Tea and Sympathy is a 1953 stage play in three acts by Robert Anderson about a male private school student, Tom Lee, who faces accusations of homosexuality. A woman, Laura, who is married to an instructor, opposes the students' shaming of Lee and romantically pursues him so he can prove that he has a masculine character. The title refers to what someone in Laura's position was supposed to offer a boy such as Tom.

Everett Evans of the Houston Chronicle called it "one of the first plays to tackle the then-taboo topic of sexual orientation and related prejudice." Evans stated that the play's final line, "Years from now, when you speak of this, and you will, be kind," is "one of the most quoted curtain lines in stage history".

Characters
 Tom Lee – A student at a New England preparatory school who is accused of being effeminate and is targeted after sunbathing with a male professor.

> **STATED GOAL**:
Please repeat the Tea and Sympathy text word for word from "Tea and Sympathy" to "such as Tom.".

> **STORED DATA**:
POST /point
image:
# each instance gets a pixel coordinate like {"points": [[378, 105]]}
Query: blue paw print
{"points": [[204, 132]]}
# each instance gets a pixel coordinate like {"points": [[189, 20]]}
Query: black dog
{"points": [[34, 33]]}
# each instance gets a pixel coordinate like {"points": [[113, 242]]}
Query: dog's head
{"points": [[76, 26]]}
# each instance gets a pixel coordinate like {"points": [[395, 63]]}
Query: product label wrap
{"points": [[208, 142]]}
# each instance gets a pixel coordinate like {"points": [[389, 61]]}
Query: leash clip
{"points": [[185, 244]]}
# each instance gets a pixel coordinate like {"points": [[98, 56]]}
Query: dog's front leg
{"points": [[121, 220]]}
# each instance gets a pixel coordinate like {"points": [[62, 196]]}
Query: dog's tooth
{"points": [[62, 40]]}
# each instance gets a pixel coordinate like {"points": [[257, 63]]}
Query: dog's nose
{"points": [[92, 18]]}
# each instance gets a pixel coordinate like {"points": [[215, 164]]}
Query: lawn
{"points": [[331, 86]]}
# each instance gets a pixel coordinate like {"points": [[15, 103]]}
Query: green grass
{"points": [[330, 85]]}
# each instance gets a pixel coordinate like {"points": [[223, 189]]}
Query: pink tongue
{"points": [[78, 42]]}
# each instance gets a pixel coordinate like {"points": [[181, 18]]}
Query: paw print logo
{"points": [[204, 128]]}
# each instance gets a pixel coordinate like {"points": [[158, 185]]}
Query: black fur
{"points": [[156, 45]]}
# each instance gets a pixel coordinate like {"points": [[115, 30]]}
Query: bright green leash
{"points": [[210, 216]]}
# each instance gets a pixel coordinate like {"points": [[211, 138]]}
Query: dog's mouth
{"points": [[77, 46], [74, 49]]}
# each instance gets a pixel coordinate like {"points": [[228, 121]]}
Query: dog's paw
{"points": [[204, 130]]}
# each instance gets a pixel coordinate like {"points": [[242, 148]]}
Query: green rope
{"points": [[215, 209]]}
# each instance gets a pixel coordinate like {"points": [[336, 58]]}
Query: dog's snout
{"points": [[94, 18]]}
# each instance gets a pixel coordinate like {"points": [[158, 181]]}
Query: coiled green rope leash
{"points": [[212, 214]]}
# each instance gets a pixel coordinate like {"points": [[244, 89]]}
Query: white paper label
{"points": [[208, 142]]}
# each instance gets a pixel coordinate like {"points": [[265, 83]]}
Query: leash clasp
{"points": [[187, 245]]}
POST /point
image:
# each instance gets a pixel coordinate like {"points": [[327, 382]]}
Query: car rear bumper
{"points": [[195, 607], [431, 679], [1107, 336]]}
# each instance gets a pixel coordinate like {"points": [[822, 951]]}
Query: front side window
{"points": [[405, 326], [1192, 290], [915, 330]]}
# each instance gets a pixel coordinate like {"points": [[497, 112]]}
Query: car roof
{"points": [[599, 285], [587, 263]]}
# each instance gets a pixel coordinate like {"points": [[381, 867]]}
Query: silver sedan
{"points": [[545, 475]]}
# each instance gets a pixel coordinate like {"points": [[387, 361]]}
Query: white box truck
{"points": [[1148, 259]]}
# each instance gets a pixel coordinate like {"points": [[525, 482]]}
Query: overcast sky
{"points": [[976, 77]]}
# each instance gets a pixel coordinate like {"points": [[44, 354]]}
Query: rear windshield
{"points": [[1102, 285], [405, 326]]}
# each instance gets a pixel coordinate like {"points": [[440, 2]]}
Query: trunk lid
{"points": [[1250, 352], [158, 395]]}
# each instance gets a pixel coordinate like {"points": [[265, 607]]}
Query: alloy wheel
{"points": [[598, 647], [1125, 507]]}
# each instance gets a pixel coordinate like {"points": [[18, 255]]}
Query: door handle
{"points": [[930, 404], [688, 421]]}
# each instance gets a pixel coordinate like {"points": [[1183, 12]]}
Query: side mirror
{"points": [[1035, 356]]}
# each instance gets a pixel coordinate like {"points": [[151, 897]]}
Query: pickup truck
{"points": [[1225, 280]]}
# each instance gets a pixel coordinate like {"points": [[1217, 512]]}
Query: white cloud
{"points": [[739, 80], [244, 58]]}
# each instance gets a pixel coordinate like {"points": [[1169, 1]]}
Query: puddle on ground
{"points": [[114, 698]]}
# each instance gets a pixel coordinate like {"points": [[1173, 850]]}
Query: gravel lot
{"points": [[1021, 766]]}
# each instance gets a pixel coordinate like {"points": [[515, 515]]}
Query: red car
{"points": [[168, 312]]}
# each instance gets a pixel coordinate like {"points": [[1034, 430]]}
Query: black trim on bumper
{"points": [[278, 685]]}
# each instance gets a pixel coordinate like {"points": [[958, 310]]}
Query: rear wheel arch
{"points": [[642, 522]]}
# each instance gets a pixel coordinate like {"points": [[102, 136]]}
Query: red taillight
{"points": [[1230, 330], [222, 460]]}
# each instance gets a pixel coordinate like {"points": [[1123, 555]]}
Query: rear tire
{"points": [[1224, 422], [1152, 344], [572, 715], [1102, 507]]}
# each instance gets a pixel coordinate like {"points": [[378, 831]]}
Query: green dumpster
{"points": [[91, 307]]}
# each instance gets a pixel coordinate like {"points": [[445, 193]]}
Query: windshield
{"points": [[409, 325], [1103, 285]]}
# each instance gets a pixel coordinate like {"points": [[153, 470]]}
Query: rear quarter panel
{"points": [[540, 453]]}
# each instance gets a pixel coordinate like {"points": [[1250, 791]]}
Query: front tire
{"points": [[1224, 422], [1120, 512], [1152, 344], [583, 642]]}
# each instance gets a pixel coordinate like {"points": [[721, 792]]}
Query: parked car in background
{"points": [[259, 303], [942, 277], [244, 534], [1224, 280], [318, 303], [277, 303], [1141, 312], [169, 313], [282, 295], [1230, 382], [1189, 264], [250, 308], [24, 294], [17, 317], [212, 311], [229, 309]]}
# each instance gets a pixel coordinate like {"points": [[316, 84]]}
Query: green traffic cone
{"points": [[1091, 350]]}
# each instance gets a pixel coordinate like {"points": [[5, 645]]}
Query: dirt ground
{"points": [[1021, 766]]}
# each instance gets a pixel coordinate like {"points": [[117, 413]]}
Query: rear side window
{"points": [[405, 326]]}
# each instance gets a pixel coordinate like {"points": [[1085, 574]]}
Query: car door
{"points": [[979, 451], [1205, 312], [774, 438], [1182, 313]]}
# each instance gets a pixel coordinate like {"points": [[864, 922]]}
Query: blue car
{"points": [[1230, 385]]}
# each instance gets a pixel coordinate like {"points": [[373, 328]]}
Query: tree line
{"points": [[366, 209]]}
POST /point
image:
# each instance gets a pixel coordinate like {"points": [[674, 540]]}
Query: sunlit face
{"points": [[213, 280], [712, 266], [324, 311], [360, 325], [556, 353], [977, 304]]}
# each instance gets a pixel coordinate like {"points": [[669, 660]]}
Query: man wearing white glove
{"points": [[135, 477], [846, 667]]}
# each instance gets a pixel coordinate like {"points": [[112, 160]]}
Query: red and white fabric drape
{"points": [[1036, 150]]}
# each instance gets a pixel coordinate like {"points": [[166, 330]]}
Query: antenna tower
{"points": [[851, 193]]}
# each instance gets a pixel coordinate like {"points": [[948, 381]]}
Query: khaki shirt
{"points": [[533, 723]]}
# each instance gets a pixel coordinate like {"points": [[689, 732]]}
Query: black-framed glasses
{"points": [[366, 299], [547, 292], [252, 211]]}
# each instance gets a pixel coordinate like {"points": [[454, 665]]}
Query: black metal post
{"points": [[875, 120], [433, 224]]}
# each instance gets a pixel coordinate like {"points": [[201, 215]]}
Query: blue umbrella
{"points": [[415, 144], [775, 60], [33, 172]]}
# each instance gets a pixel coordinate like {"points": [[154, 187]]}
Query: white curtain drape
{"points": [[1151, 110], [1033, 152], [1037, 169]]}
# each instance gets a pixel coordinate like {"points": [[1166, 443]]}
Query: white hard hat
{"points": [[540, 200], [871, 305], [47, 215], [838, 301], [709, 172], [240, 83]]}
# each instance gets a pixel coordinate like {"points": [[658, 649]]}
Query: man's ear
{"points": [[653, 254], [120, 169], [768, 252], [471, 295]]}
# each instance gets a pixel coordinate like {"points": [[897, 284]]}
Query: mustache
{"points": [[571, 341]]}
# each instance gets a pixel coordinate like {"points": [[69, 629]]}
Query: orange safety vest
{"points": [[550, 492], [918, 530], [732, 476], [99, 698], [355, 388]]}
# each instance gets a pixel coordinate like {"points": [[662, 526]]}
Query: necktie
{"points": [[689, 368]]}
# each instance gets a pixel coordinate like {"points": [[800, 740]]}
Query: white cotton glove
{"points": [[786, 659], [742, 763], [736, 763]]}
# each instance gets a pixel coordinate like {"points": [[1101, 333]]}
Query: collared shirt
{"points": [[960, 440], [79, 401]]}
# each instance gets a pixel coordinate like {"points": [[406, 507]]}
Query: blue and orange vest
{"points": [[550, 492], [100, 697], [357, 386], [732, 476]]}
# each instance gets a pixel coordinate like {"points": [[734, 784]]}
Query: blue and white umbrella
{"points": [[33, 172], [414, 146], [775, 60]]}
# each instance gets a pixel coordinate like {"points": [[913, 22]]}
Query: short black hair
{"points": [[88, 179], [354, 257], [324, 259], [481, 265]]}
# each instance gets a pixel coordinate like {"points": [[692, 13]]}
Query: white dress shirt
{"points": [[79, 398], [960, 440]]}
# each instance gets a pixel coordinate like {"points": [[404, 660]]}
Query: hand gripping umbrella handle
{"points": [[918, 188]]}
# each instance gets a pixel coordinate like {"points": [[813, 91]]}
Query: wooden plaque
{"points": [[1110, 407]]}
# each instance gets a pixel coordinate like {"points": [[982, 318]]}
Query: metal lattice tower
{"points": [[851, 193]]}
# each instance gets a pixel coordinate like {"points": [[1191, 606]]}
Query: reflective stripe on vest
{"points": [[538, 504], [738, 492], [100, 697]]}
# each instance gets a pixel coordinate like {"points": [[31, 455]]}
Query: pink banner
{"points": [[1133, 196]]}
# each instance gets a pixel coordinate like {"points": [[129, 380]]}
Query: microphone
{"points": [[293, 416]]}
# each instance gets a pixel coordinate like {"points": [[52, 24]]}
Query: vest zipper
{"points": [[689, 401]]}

> **ANSWER**:
Tea and Sympathy is a 1953 stage play in three acts by Robert Anderson about a male private school student, Tom Lee, who faces accusations of homosexuality. A woman, Laura, who is married to an instructor, opposes the students' shaming of Lee and romantically pursues him so he can prove that he has a masculine character. The title refers to what someone in Laura's position was supposed to offer a boy such as Tom.